[Saved entries]
········

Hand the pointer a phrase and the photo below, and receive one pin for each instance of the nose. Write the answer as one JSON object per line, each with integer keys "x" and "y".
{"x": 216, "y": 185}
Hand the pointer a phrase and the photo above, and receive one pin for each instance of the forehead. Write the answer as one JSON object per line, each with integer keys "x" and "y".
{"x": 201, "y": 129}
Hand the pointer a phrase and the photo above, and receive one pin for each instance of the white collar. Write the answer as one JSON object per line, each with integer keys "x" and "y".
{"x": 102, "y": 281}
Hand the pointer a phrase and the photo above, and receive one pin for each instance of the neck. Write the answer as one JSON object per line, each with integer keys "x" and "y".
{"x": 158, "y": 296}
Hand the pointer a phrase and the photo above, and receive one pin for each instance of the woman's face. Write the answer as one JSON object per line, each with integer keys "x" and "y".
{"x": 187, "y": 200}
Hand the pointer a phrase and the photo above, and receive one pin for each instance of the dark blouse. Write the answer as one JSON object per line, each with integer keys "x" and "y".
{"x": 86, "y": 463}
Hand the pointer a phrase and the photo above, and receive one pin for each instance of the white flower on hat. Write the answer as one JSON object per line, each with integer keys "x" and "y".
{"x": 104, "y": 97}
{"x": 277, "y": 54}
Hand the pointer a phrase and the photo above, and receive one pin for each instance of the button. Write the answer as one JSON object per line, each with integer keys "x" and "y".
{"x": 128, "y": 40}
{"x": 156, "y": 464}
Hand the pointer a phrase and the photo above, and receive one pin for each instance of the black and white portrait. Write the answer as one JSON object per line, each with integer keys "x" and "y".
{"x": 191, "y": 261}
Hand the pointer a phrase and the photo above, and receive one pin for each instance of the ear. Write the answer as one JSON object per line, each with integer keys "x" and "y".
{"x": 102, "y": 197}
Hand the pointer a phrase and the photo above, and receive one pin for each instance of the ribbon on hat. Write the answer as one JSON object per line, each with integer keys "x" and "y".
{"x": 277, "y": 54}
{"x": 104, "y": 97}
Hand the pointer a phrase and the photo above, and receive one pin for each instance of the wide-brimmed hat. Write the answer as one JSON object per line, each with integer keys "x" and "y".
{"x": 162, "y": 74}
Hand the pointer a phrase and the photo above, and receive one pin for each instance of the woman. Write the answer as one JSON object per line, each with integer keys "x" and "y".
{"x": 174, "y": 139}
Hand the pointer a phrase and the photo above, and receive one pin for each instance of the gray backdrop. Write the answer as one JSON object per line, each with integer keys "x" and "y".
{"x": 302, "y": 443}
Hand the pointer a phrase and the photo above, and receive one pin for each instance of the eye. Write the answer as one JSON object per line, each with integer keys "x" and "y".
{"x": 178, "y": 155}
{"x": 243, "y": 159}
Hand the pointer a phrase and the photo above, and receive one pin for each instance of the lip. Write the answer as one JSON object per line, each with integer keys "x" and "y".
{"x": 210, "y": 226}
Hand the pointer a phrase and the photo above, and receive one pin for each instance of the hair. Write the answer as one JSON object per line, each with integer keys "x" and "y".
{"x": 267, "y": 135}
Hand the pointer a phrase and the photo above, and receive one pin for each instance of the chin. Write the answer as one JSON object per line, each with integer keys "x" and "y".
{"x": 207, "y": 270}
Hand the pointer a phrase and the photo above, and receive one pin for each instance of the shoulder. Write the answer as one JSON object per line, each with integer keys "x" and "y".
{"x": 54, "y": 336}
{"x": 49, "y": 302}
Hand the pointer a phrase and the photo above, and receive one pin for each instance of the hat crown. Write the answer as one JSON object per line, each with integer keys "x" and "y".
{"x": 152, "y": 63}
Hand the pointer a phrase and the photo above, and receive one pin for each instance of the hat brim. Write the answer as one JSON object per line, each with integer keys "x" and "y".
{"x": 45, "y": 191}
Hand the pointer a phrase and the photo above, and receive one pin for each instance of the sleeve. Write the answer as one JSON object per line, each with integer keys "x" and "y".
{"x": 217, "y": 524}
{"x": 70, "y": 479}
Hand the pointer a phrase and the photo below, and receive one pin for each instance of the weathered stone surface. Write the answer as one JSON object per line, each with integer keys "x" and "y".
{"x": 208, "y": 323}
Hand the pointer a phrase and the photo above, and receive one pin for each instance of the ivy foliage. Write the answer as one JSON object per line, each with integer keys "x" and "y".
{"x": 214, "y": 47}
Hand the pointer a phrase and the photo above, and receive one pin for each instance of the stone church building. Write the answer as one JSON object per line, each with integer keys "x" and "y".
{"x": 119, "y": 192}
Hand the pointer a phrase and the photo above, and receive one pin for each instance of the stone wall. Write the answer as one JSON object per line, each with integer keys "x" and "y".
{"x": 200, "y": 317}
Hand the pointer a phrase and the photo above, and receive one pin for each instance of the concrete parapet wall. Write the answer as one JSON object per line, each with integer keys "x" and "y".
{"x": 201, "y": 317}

········

### EXERCISE OBJECTIVE
Would you set down all the lines above, exactly and in full?

### RESULT FOR THIS TASK
Hand the pointer a phrase and the photo below, and receive one pin for each instance of the nose. Write the answer as one JSON object per line, each with integer keys "x" and "y".
{"x": 216, "y": 185}
Hand the pointer a phrase and the photo above, and receive one pin for each instance of the forehead. Write the answer as one JSON object per line, each with integer keys "x" and "y".
{"x": 201, "y": 129}
Hand the pointer a phrase and the photo above, and receive one pin for each instance of the white collar. Write the answer as one JSON object per line, each with integer keys "x" and "y".
{"x": 102, "y": 281}
Hand the pointer a phrase and the photo above, and receive one pin for each instance of the neck. Write the answer as one JSON object per line, each with integer keys "x" and "y".
{"x": 158, "y": 296}
Hand the pointer a phrase and the photo above, and receive one pin for each instance of the woman's face. Write the answer as one JSON object per line, each with integer keys "x" and "y".
{"x": 187, "y": 200}
Hand the pointer a phrase and the photo above, and receive one pin for each instance of the dark blouse. Write the answer as one JSON object per line, each with integer keys "x" and "y".
{"x": 86, "y": 463}
Hand the pointer a phrase and the photo above, and receive one pin for each instance of the white flower on hat. Write the answer as one JSON object per line, each with integer keys "x" and "y".
{"x": 104, "y": 97}
{"x": 277, "y": 54}
Hand the pointer a phrase and the photo above, and receive one pin for each instance of the button. Write the answer as one JSON object per line, each with integer keys "x" and "y".
{"x": 128, "y": 40}
{"x": 156, "y": 464}
Hand the pointer a phrase and the photo above, and receive one pin for each instance of the black and white portrait. Write the answer as one JSON object per line, each with integer keys "x" and "y".
{"x": 191, "y": 261}
Hand the pointer a phrase and the photo above, and receive one pin for each instance of the ear. Write the answer as one JSON object per line, each with integer keys "x" and "y".
{"x": 102, "y": 197}
Hand the pointer a phrase and the photo above, and receive one pin for each instance of the ribbon on hat. Write the answer as one JSON object per line, each with integer keys "x" and "y".
{"x": 277, "y": 54}
{"x": 104, "y": 97}
Hand the pointer a phrase and the photo above, and receive one pin for each instance of the wide-brimmed hat. Write the answer as one JSON object per line, each with integer keys "x" and "y".
{"x": 162, "y": 74}
Hand the pointer a phrase and the photo above, and receive one pin for each instance of the woman. Write the answer as one JSON object per line, each with integer keys "x" and "y".
{"x": 174, "y": 139}
Hand the pointer a phrase and the photo above, and receive one pin for each instance of the gray backdrop. Write the answer as one JSON object per line, each with integer keys "x" and "y".
{"x": 302, "y": 443}
Hand the pointer a phrase and the photo above, and receive one pin for each instance of the eye. Write the answer as one JSON object per line, each with integer keys "x" and "y".
{"x": 178, "y": 155}
{"x": 243, "y": 159}
Hand the pointer a phrase and the photo above, and receive one pin for each instance of the lip. Write the answer as one JSON object per line, each with integer keys "x" and "y".
{"x": 210, "y": 226}
Hand the pointer a phrase and the photo above, and receive one pin for each instance of the hair. Write the answer as one JSON object per line, each with integer keys "x" and "y".
{"x": 267, "y": 135}
Hand the pointer a phrase and the photo above, and receive one pin for each instance of the chin. Write the answer as one JSON object per line, each with integer keys "x" and "y".
{"x": 207, "y": 270}
Hand the pointer a phrase and the photo above, and receive one pin for each instance of the shoulder. Write the answer as one JSON object per line, each with integer keys "x" and "y".
{"x": 54, "y": 336}
{"x": 49, "y": 302}
Hand the pointer a phrase and the photo above, and receive one pin for each instance of the hat crown. Write the answer as one JSON object per line, each with integer keys "x" and "y".
{"x": 152, "y": 63}
Hand the pointer a phrase and the photo above, and receive one pin for each instance of the hat brim. Write the answer as one JSON object per line, each with integer keys "x" and "y".
{"x": 45, "y": 191}
Hand the pointer a phrase and the photo above, and receive one pin for each instance of the sleeve. Write the answer as one JSON object per line, each with integer keys "x" and "y".
{"x": 217, "y": 524}
{"x": 70, "y": 479}
Hand the pointer a phrase and the photo below, and receive one pin for each instance of the weathered stone surface. Write the answer as one JSON object per line, each with integer keys "x" and "y".
{"x": 208, "y": 323}
Hand the pointer a phrase and the photo above, and receive one pin for each instance of the ivy foliage. Write the answer as one JSON object per line, each with integer keys "x" and "y".
{"x": 214, "y": 47}
Hand the pointer a phrase and the photo above, and receive one pin for each instance of the stone church building. Write the answer as one JSON object per line, each with integer keys "x" and "y".
{"x": 119, "y": 192}
Hand the pointer a phrase and the photo above, and receive one pin for each instance of the stone wall. Write the answer as one JSON object per line, each with integer keys "x" and "y".
{"x": 200, "y": 317}
Hand the pointer a phrase and the photo above, and receive one pin for each instance of the concrete parapet wall. Write the answer as one JSON object per line, each with integer keys "x" and "y".
{"x": 201, "y": 317}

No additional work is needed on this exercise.